■ **Exercise objective**
Each entry must be reproduced precisely as it stands.

■ **Excerpted data**

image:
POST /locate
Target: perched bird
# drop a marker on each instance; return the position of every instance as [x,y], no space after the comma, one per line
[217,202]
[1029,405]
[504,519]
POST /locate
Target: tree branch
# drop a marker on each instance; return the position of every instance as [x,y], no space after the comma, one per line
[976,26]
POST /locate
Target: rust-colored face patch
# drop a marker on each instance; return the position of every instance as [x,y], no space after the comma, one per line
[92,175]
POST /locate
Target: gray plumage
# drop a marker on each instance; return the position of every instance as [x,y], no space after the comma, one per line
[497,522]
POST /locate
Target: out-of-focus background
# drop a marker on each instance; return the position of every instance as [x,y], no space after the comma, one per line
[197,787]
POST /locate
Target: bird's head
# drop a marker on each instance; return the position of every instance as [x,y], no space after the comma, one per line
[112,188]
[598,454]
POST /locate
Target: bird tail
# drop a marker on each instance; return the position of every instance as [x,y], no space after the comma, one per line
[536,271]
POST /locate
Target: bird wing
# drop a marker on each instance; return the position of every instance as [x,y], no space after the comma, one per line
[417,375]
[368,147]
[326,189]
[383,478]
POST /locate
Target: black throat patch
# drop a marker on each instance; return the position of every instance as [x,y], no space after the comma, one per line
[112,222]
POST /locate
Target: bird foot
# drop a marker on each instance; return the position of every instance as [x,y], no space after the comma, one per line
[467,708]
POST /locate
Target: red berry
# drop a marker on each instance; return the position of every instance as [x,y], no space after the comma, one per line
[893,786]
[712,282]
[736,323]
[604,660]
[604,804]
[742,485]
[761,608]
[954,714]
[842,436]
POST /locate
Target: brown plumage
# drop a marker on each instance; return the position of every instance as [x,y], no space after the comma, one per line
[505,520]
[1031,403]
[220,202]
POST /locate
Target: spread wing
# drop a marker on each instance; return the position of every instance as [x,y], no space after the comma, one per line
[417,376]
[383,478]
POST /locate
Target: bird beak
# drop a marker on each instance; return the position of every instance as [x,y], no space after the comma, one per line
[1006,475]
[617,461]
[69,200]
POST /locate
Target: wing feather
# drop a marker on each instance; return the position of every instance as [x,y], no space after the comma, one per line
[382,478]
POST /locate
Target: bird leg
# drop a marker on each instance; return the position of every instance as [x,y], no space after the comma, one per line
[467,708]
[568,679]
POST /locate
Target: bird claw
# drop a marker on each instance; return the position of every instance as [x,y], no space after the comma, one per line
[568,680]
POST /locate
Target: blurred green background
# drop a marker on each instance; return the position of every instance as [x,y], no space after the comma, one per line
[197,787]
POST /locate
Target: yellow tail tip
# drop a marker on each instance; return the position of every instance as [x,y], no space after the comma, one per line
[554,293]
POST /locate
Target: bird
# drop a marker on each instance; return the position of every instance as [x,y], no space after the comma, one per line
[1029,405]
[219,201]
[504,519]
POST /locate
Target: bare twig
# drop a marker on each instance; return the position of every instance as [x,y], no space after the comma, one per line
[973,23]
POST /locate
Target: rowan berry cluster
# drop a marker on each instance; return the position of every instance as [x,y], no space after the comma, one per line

■ **Result below**
image:
POST /locate
Target: perched bird
# drop a marker on each instance; return the position of every instance as [x,y], no space after the comma, one per line
[217,202]
[1029,405]
[504,519]
POST /locate
Target: tree branch
# drop a marker on each instance; return the position of every instance as [x,y], no space after the comma, one per line
[976,26]
POST /locate
Target: rust-colored face patch
# drop a marker on each instance; return the position of every instance as [x,y], no space after the comma, one per line
[92,175]
POST /locate
Target: gray plumage
# drop a marker on each instance; return the position of every instance as [x,y], no space after the comma, one per line
[497,522]
POST /locate
Target: out-of-focus background
# drop a marker on each instance; return the position of every instance as [x,y], no space after the comma, one per line
[197,787]
POST /locate
Target: bird's head
# drop a marker on each instance; return the position of every instance as [x,y], no space after the comma, one per line
[112,188]
[598,454]
POST /locate
Target: bird tail
# drop a marker on each instance; return the position of every instance as [x,y], no space after the comma, one per line
[536,271]
POST /locate
Target: bird wing
# drop a marker on each instance; return the position of every instance as [x,y], no space after the comma, one per line
[417,375]
[368,147]
[326,189]
[383,478]
POST /locate
Target: black throat patch
# drop a marker on each instance; return the position of every instance as [x,y], no space after the comma, one per line
[112,222]
POST /locate
Target: bird foot
# drop a marker on each instance; return the position of every instance as [x,y], no space after the comma, one per line
[467,708]
POST /locate
Target: red berry
# drop a marker on each instance; return the position of every instance as [x,y], no space after the comma, one per line
[893,786]
[712,282]
[736,323]
[604,660]
[604,804]
[742,485]
[761,608]
[954,714]
[842,436]
POST /locate
Target: brown plumage
# drop a marker on each instance; return the position of every instance as [x,y], no space after the comma, one per line
[505,520]
[1031,403]
[220,202]
POST /locate
Target: spread wing
# drop a marker on each instance; return the position of every instance as [x,y], no space after the comma, one per line
[417,376]
[383,478]
POST /locate
Target: bird beak
# drop a marker on each instance; return the position of every instance as [x,y], no space after the comma, one per line
[1006,475]
[617,461]
[69,200]
POST /locate
Target: wing feather
# drop a marker on each instance; return the position of every instance as [x,y], no space after the comma, one per line
[382,478]
POST /locate
Target: bird leg
# drop a marker on each instance; return the position of every instance as [x,y], no space after the comma, one per line
[467,708]
[568,679]
POST /locate
Target: bird claw
# drop a marker on each instance; return the position of every instance as [x,y], no space after the comma, one per line
[568,680]
POST /locate
Target: blurred green background
# drop a marker on each instance; return the position of every instance as [x,y], no space after the comma, one per line
[197,787]
POST /locate
Target: yellow tail tip
# drop a marker on each instance; return the position of every instance as [x,y], no space after the comma, one per line
[554,293]
POST /locate
Target: bird
# drop a marker on each instance; return the position of every instance as [x,y], no space after the comma, one per line
[1029,405]
[219,201]
[504,519]
POST /locate
Target: bare twig
# drop a marker on each instance; return the position of every instance as [x,y], no space after the comma, one per line
[973,23]
POST /locate
Target: rowan berry cluster
# drop a marker on each instance; return the position of every instance as [x,y], no space after the comma, one per line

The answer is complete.